═════ Data supplied

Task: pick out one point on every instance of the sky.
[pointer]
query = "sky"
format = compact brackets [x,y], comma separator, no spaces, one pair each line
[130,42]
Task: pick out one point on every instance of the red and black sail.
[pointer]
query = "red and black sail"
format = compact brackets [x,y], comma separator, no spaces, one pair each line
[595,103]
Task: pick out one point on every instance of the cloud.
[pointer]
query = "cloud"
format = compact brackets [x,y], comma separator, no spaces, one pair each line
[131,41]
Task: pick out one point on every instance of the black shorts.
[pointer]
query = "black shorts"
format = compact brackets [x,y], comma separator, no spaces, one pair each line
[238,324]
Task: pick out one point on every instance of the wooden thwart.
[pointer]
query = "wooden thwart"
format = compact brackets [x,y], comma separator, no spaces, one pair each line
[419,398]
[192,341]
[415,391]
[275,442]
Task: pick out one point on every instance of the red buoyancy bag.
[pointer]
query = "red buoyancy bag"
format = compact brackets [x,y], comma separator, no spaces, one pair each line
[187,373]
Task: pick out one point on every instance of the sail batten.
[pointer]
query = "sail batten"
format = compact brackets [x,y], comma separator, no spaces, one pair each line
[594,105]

══════════
═════ Data supplied

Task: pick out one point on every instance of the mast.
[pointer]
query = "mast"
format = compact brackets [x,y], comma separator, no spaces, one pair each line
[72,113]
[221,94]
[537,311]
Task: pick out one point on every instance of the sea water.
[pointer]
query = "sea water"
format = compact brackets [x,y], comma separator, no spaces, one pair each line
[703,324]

══════════

Written request —
From the data above, copy every line that contains the string "instance".

Written solution —
Task: pick out one point on every instance of the sky.
Task: pick out one point on every instance of the red and black sail.
Task: pick out one point on every instance of the cloud.
Task: pick out one point on every instance of the black shorts.
Task: pick out one point on every instance of the wooden thwart.
Task: pick out one point on every instance of the red buoyancy bag.
Task: pick out one point on every instance of the sail batten.
Task: pick out one point on every instance of the mast.
Task: pick out one point on every instance of the sea water.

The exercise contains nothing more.